### Text block
|---|

In Texas, US 87 is a north-south highway that begins near the Gulf Coast in Port Lavaca, Texas, and heads north through San Antonio, Lubbock, Amarillo, and Dalhart to the New Mexico state line near Texline.

===New Mexico===

US 87 continues in a northwesterly direction in New Mexico and is signed by NMDOT primarily as an east–west route. It merges with US-64 (and thus the Santa Fe Trail National Scenic Byway) in Clayton, shortly after entering New Mexico. It continues to the northwest until Des Moines, when it takes a more westerly approach to Raton. In Raton, it separates from US 64 and merges with Interstate 25 and US 85, with which it remains concurrent through Raton Pass and into Colorado, though it is unsigned on much of the concurrency.

===Colorado===

US 87 remains concurrent with I-25 throughout the state of Colorado, which is a rare occurrence for a US highway to have a concurrency with an Interstate in its entirety within state boundaries. It is unsigned through the entire state.

===Wyoming===

US 87 remains concurrent with Interstate 25 northward until exit 160 east of Glenrock where it joins US Route 20/US Route 26 from Glenrock to Casper. In Casper it splits from US-20/26 and rejoins I-25 at exit 186. It then remains concurrent with Interstate 25 northward until its terminus with Interstate 90. It then follows I-90 west to exit 44 where it runs up to Sheridan. A portion of US-87 has been washed out for several years along this stretch and "temporary" detour signs are posted directing US-87 traffic along Wyoming Highway 193 through Story.

In Sheridan US-87 rejoins Interstate 90 into Montana.

===Montana===

US 87 remains concurrent with Interstate 90 westward until Billings, where it breaks off and heads north. Between Crow Agency and Billings, US 87 and I-90 are merged with US 212. It intersects with (and briefly merges with) US 12 in Roundup and continues north with a slight bend to the northwest until, at Grass Range it takes a sharp turn to the west at an intersection with Montana State Highway 200. US 87 remains concurrent with Montana State Highway 200 until Great Falls. In Lewistown, it merges with US 191 and remains heading generally west. Some 10 mi out of Lewistown, it breaks with US 191 and merges with Montana State Highway 3, heading generally northwest and merging briefly with US 89 before breaking with all three in Great Falls. US 87 heads northeast then east to Fort Benton and then generally northeast to its terminus with US 2 about 2 mi west of Havre.

==History==

US 87 originally ran northwest out of Great Falls, Montana, towards the eastern border of Glacier National Park. US 87 ran to the Canadian Border at the Piegan Border Crossing. This was changed in 1934, when US Route 89 was diverted to US 87's routing to Glacier Park. US 87 ended in Great Falls until circa 1945 when it was extended to its current northern terminus in Havre, Montana.

|---|

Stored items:

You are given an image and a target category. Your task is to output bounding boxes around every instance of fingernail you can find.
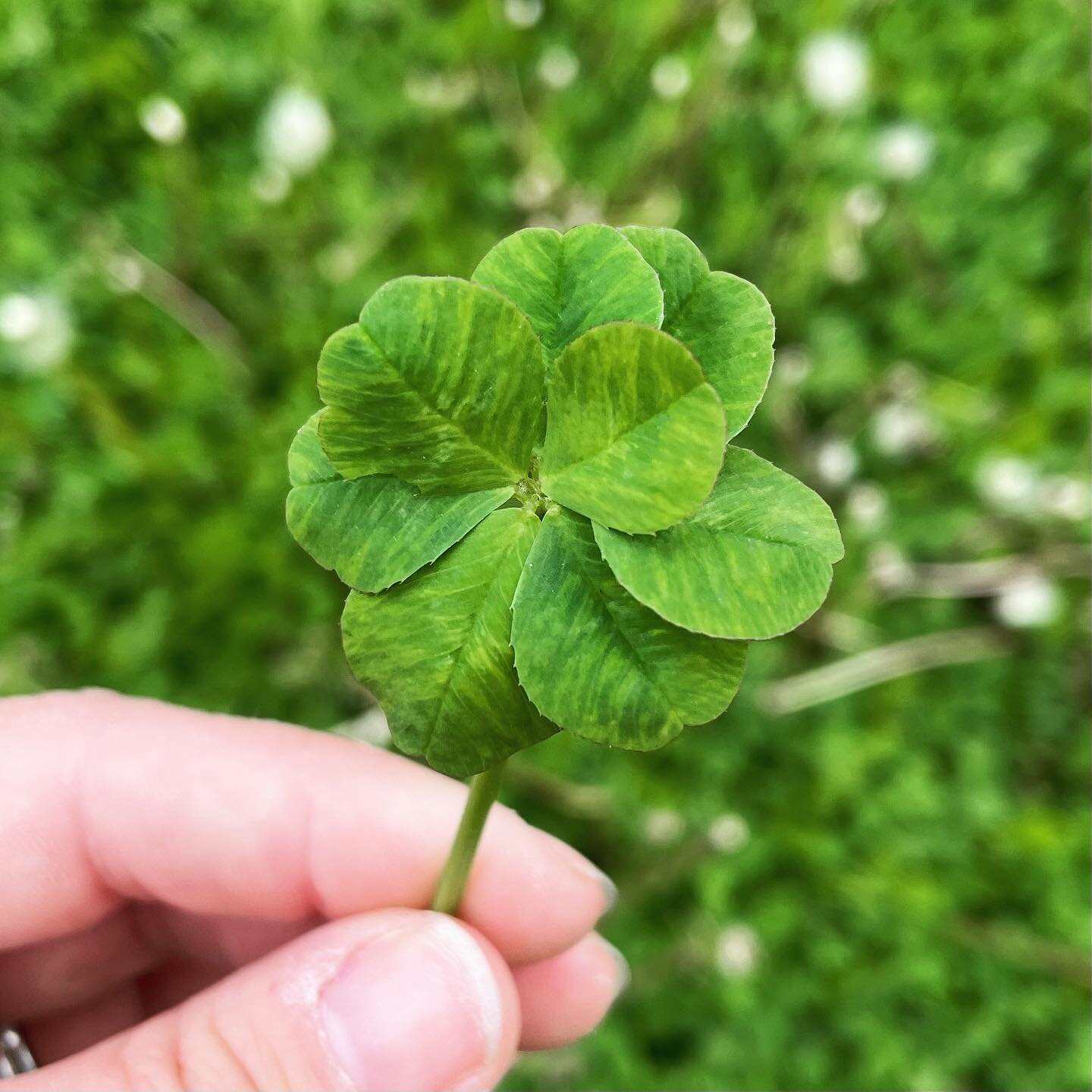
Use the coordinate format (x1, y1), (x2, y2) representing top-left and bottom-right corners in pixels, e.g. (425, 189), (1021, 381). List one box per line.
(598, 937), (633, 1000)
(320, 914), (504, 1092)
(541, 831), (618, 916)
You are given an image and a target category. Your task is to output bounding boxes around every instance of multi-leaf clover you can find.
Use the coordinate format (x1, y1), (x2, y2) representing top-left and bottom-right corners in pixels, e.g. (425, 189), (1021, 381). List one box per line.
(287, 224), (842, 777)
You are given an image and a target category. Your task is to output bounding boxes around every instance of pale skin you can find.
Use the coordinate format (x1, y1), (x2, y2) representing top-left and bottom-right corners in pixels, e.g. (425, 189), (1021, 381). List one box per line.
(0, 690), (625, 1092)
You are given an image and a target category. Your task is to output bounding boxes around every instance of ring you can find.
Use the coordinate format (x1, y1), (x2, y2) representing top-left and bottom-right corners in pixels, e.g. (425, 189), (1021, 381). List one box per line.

|---|

### Your assignment
Continue the text about U.S. Route 87, picking up after its final sentence.

### Reply to the exercise
U.S. Route 185 was formed in 1926 and extended from US 85 in Cheyenne north to Orin. It became part of a southern extension and realignment of US 87 in 1936.

==Future==
On March 15, 2022, a bill was signed by President Joe Biden that added the extension of I-27 from its termini in Amarillo and Lubbock, Texas, northward to Raton, New Mexico, and southward to Laredo, Texas, respectively to the Interstate Highway System utilizing the US 87 corridor. The interstate's northern terminus would be at I-25. A bill introduced in 2023 would explicitly designate the extension as I-27 with two auxiliary routes numbered I-227 and I-327. I-227 is proposed to be routed via SH 158 from Sterling City to Midland and SH 349 from Midland to Lamesa; I-327 would utilize US 287 from Dumas to the Oklahoma border. However, after legislation passed through the U.S. Senate in August 2023, I-227 and I-327 were respectively redesignated as I-27W and I-27N, with I-27E replacing the proposed I-27 between Sterling City and Lamesa.

==Major intersections==
- Texas
  in Port Lavaca
  in Victoria
  in Victoria
  in Cuero. The highways travel concurrently to southwest of Cuero.
  in San Antonio
  in San Antonio. I-10/US 87 travels concurrently to Comfort. US 87/US 90 travels concurrently through San Antonio.
  in San Antonio
  in San Antonio. I-35/US 87 travels concurrently through San Antonio.
  on the Balcones Heights–San Antonio city line
  in Fredericksburg. The highways travel concurrently through Fredericksburg.
  northwest of Mason. The highways travel concurrently to Brady.
  in Brady. The highways travel concurrently to Brady.
  northwest of Brady
  in Eden
  in San Angelo. The highways travel concurrently through San Angelo.
  in San Angelo
  in Big Spring
  south of Los Ybanez. The highways travel concurrently to Lamesa.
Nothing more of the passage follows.